▶ **Задание 1**
Ответьте по очерку о симферопольском процессе:
(a) Сколько человек, согласно очерку, молчат?
(b) На какой машине приедет Кременский?
(c) В каком году был написан очерк?
▶ **Задание 2**
Объясните, пожалуйста, опираясь на очерк о симферопольском процессе, почему Изюмов безропотно исполнил распоряжение о запрете очерка.
▶ **Задание 3**
Продолжите очерк о симферопольском процессе, начиная сразу после его последнего предложения.

▶ **Текст для работы**
•••••

По-человечески… Лиморенко ни разу не вспомнил про тех, кто во рву, про расколотые их черепа, про вырванные из челюстей зубы. Ни разу! Лишь о себе и своей молодой жене. Двенадцать тысяч молчат, но их голосами надо определить, какая мера возможного милосердия не будет кощунством.


Сюжет близок к финалу. Скоро новый суд. Нюхалова ждут места отдаленные. Кременский приедет на своем «Запорожце» пожелать приятелю скорейшего возвращения. Лиморенко вызван свидетелем: ведь в дальнейших раскопках он не участвовал. Появятся новые имена. Всплывут еще какие-то подробности. Уточнится граммаж. Изменятся цифры.

Ну а как насчет эпидемии духа? Поищем причину. Но не «частного случая», а события, леденящего душу. Явления, которое поэт назвал «алчью». Может быть, «алчь» тоже еще не причина? Может быть, это следствие каких-то иных причин? Более общих и более ядовитых. Звено в цепи — несомненно, но им ли цепь начинается?

Поищем причину. А выводы сделаем? Или снова — поговорим, содрогнемся, вскрикнем от ужаса? И успокоимся — до нового рва?

Симферопольский не прекратился процесс.

Связь распалась времен!

Психиатра — в зал!

Зачем психиатра? Нужен ассенизатор.


Вот такой очерк, в котором я, повторю это снова, не изменил ни строчки (а как хотелось! ведь писался он в 1986 году — с тех пор прошла эпоха), был трусливо и подло запрещен — не цензурой даже, а анонимным звонком какого-то очень вельможного чина. Настолько вельможного, что «сам» Изюмов безропотно исполнил распоряжение и потом молчал, как партизан, когда я попробовал вызвать его на откровенность. Нашел кого!..

•••••

(Собранные данные)
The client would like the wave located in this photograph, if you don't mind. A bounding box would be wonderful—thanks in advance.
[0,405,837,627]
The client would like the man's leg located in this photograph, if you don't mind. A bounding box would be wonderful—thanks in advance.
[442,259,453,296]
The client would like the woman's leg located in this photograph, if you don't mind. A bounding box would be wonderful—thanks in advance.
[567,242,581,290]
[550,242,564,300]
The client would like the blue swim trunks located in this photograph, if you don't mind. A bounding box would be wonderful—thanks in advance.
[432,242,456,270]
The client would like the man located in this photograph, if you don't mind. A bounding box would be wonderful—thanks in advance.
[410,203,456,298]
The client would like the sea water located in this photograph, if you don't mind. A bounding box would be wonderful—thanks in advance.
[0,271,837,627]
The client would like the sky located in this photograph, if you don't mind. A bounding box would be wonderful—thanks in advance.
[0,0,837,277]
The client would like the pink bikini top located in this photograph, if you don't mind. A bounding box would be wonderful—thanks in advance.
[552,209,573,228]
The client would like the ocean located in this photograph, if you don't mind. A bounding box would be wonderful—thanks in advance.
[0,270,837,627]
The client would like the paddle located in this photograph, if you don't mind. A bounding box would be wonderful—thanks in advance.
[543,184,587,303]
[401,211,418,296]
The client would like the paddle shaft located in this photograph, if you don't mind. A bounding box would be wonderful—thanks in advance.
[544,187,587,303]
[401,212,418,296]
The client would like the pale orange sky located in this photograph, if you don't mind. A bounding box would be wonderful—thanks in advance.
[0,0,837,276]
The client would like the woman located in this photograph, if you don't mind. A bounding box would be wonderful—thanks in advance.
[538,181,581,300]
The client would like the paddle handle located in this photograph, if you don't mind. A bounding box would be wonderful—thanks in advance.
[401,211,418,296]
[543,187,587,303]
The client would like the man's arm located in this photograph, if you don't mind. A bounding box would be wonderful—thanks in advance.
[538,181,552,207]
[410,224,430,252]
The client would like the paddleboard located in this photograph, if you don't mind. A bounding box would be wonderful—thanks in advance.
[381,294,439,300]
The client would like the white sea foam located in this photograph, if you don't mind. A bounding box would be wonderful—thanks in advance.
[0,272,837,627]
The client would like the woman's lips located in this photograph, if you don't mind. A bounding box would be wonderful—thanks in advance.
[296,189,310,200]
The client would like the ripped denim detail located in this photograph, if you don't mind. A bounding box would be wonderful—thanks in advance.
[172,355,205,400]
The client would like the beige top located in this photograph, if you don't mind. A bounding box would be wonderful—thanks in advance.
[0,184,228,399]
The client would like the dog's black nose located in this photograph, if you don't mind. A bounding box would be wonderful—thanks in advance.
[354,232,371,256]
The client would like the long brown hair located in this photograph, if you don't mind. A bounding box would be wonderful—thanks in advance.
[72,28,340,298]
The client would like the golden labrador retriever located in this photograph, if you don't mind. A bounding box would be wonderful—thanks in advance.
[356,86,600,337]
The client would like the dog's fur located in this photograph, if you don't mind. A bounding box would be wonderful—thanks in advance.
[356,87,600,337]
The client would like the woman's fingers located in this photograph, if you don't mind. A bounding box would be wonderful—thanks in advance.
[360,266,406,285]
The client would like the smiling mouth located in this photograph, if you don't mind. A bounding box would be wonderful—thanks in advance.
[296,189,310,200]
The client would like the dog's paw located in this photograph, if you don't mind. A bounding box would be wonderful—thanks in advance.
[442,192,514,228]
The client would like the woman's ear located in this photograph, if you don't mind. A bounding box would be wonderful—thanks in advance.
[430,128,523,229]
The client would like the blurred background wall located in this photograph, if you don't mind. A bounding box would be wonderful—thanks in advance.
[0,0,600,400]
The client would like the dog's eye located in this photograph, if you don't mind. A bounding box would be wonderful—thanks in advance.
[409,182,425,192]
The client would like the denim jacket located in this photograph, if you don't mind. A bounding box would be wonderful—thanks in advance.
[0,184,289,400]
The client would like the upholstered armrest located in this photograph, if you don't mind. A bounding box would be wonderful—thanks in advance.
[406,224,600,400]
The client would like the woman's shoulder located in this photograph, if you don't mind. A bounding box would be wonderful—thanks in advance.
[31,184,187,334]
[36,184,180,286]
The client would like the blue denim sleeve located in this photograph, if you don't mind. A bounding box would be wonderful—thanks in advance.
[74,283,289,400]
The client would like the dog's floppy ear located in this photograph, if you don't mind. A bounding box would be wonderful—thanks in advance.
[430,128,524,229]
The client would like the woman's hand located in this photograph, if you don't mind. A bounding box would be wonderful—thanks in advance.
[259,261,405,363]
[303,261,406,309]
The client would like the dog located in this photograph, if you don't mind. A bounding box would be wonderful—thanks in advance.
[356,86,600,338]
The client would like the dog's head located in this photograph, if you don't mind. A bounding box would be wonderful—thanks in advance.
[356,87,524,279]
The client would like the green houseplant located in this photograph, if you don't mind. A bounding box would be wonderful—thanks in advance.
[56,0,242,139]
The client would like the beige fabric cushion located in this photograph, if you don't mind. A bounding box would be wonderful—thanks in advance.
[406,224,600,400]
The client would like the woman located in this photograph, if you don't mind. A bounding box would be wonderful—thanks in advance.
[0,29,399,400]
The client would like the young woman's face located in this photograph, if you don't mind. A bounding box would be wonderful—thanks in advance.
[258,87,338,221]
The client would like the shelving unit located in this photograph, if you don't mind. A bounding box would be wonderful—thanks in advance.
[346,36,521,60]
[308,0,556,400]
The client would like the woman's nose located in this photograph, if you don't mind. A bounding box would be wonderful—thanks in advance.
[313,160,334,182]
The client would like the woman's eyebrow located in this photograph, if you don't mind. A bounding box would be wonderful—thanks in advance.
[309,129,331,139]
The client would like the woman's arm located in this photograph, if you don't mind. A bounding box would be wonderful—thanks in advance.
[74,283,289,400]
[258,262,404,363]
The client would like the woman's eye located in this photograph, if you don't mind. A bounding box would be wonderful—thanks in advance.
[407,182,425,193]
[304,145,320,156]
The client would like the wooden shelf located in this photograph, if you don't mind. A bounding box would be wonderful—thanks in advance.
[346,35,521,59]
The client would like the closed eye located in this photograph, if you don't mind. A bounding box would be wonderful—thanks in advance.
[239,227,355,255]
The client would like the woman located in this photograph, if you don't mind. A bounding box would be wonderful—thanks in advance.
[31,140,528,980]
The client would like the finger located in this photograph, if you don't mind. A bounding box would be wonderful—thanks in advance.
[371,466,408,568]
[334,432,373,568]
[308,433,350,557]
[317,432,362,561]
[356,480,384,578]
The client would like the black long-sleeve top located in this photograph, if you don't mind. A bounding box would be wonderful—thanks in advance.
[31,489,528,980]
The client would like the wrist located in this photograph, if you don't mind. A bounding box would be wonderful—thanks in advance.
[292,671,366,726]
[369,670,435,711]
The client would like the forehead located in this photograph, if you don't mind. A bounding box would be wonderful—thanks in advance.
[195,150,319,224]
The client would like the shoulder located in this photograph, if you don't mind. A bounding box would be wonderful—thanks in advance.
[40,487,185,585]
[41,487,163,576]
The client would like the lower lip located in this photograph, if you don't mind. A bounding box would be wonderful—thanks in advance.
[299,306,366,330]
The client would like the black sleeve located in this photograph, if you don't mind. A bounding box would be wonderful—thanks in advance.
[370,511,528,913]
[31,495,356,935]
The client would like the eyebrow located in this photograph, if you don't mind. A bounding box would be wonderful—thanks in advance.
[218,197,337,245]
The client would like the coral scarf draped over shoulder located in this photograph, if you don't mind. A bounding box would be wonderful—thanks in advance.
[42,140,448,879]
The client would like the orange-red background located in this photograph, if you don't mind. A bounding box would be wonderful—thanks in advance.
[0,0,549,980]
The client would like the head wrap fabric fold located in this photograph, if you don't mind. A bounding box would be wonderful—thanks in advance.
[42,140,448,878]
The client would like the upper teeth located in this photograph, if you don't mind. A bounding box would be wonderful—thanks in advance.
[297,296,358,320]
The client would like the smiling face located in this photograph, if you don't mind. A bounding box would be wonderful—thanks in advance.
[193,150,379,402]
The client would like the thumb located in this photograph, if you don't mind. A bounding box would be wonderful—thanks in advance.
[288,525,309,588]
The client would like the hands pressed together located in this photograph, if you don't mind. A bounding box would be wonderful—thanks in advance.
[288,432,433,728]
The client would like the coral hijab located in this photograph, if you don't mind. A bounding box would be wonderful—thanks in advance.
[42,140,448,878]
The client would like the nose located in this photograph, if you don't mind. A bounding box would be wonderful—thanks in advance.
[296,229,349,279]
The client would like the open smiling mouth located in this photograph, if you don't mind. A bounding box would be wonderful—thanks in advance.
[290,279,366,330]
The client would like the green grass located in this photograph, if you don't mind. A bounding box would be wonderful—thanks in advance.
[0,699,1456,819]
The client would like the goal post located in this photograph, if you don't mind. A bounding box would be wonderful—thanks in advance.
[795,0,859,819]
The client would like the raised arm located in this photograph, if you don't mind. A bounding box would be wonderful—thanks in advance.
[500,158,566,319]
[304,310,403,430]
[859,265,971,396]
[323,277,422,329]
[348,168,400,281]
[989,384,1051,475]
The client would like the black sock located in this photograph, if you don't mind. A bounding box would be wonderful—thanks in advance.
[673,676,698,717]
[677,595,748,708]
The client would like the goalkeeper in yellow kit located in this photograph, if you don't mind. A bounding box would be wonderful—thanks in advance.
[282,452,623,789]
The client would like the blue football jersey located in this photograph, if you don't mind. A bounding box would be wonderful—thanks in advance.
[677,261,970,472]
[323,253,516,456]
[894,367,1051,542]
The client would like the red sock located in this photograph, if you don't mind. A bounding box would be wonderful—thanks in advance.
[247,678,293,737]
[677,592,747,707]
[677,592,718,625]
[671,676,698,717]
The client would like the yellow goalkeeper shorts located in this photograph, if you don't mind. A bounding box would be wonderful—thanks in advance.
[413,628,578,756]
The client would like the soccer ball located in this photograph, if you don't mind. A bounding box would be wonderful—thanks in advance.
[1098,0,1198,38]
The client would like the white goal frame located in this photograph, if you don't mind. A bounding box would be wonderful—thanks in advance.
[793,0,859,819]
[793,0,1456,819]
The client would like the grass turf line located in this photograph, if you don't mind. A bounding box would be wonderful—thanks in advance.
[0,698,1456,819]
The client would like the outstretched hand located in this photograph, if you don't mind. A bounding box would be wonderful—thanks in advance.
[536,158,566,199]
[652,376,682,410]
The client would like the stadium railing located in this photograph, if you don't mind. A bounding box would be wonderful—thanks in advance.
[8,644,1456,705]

•••••

▶ **Результат задания 1**
(a) Двенадцать тысяч.
(b) На своем «Запорожце».
(c) В 1986 году.

▶ **Результат задания 2**
Распоряжение пришло анонимным звонком от очень вельможного чина. Этот чин был настолько вельможным, что даже «сам» Изюмов исполнил его безропотно, а потом молчал, как партизан.

▶ **Результат задания 3**
Времена быстро менялись, цензура уже перестала быть священной коровой, ее запреты предавались гласности и отменялись. Союз писателей пытался идти в ногу со временем, добивался издания запрещенных книг. Я пообещал, что передам этот скандальный случай на рассмотрение секретариата — ведь неизданный очерк для публициста ничуть не меньшая потеря, чем роман для прозаика. «Валите на газету, сколько хотите, — сказал мне Изюмов, — но ни слова о постороннем вмешательстве». — «Значит, постороннее все-таки было?!» — поймал я его на слове. «Это вы сказали, не я», — холодно подытожил Юрий Петрович, и на том разговор окончился. В его глазах я прочел страх от того, что кто-то вдруг узнает имя звонившего: шишка, как видно, была не из мелких, а в новых условиях бросала тень на того, кто ей рабски решил подчиниться.

Что же их так напугало, тогдашних хозяев жизни, державших в узде любое свободное слово? Ведь даже темы, которая всегда была для них костью в горле, — темы нацистского геноцида, еврейских страданий под пятой оккупантов — даже ее я избежал, чтобы открыть очерку путь на газетную полосу. Значит, были причины еще более веские. Возможно, концовка?.. Прозрачный намек на то, что за «частным случаем» стоит явление, что причины его куда «более общие и ядовитые», нежели те, что лежат на поверхности? Но тогда, на худой конец, могли бы снять не весь очерк, а только эту концовку, кастрировать мысль, что бывало не раз и к чему я уже привык. В таких случаях меня утешало, что позиция автора все равно очевидна, а факты достаточно красноречиво говорят сами за себя. Особо упорствовать я бы не стал. Согласился бы на сокращения, лишь бы очерк увидел свет.

Такой возможности мне не оставили.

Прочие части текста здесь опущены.